Task instructions ->
- A) Answer these questions from the text about Liam Morrison:
(i) In which town was Morrison born?
(ii) In what month and year did he join Bayern Munich?
(iii) Which two coaches does he name as great influences on improving his game?
- B) Transcribe everything in the text about Liam Morrison from "After some impressive" down to "side 1899 Hoffenheim.".

Text passage ->
***
Liam Morrison (born 7 April 2003) is a Scottish professional footballer who plays as a defender for German club Bayern Munich II.

Club career

Early career
Morrison was born in Saltcoats, Scotland, and played for both Scottish giants Rangers and Celtic as a youth player.

Celtic

After some impressive performances with the latter, he was reportedly linked with a move to a number of English clubs, as well as German side 1899 Hoffenheim.

Morrison was promoted to the Celtic first team squad for pre-season friendlies in Austria and Switzerland in June 2019.

Bayern Munich
Around this time, German champions Bayern Munich made a bid to sign Morrison before Celtic were able to tie him down to a professional contract. Despite Celtic's efforts to persuade him to stay, Morrison joined Bayern in August 2019, and later revealed that his main reason for signing was the pathway to the German side's first team that was laid out to him. He was also quoted as saying that he initially believed the Bavarian side's interest was "a joke".

Morrison integrated well into Bayern Munich's youth teams, citing coaches Miroslav Klose and Martin Demichelis as great influences on improving his game. In October 2020, he was named among the 60 best young talents in the world by English newspaper The Guardian. After Barry Hepburn made the same move from Celtic to Bayern, Morrison was credited with helping his younger compatriot to integrate into the squad.
***
Extracted entries ->
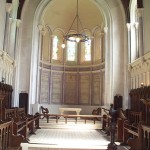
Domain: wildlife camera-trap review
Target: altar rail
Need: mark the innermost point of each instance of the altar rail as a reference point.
(7, 139)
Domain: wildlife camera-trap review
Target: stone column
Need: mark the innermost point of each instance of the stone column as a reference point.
(41, 34)
(108, 91)
(15, 81)
(7, 24)
(129, 42)
(102, 50)
(137, 38)
(140, 31)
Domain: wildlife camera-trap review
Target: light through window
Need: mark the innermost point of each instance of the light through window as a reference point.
(87, 55)
(71, 51)
(55, 48)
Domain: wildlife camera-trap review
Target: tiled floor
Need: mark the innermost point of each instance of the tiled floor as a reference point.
(70, 136)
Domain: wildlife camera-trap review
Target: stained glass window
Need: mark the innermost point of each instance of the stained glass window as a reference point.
(87, 55)
(71, 51)
(55, 48)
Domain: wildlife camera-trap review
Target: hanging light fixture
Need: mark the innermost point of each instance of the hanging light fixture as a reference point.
(76, 37)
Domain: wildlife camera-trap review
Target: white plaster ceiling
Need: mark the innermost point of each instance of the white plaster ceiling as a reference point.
(60, 14)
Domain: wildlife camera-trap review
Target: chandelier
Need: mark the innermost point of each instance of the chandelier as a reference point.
(76, 37)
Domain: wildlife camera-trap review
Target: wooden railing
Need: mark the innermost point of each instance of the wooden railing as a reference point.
(7, 139)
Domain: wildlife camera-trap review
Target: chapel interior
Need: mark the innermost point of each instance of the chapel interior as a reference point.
(75, 61)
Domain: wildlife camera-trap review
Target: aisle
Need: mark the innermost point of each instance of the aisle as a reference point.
(70, 136)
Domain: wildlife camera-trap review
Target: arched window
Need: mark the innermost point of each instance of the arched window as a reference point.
(85, 48)
(71, 51)
(55, 48)
(87, 52)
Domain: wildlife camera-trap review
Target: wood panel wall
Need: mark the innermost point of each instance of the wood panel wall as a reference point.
(71, 87)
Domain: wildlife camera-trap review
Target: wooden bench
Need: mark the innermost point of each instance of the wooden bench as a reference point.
(22, 124)
(66, 116)
(132, 129)
(9, 141)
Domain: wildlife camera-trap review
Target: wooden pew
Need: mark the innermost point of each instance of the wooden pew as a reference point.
(9, 141)
(145, 139)
(132, 130)
(106, 121)
(120, 121)
(22, 124)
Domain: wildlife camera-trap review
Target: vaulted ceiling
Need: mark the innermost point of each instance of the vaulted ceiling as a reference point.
(60, 14)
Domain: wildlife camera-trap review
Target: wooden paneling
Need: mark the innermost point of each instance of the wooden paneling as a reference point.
(56, 88)
(84, 88)
(70, 89)
(96, 89)
(44, 90)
***
Expected answers ->
- A)
(i) Saltcoats, Scotland
(ii) August 2019
(iii) Miroslav Klose and Martin Demichelis

- B)
After some impressive performances with the latter, he was reportedly linked with a move to a number of English clubs, as well as German side 1899 Hoffenheim.